▶ _WHAT IS EXPECTED_
Copy out all of the material exactly as presented.

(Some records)
********

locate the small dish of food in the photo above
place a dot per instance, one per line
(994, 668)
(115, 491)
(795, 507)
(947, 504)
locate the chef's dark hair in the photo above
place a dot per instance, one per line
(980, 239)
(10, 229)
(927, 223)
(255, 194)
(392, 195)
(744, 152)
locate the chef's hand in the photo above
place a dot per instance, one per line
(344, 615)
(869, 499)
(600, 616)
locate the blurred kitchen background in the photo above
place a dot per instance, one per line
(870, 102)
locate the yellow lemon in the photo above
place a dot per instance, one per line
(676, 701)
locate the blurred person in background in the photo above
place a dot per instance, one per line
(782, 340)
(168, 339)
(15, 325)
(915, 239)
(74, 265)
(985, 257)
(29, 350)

********

▶ _SOLVED PROBLEM_
locate the small dish of food in the photo above
place a dot per instance, one per line
(994, 668)
(115, 491)
(795, 507)
(947, 504)
locate the chef's dark hair in the photo above
place a dot per instance, one per line
(980, 239)
(10, 229)
(927, 223)
(255, 194)
(392, 195)
(744, 152)
locate the chef's hand in the photo above
place a dot per instance, one per line
(344, 615)
(869, 499)
(600, 616)
locate the blurred kitchen background in the photo above
place a dot per instance, one per line
(870, 102)
locate the yellow lemon in the photo above
place a dot per instance, one per line
(676, 701)
locate the blurred person in background in the photo above
place a dot per instance, one per line
(782, 340)
(168, 339)
(15, 325)
(915, 239)
(74, 265)
(985, 257)
(29, 350)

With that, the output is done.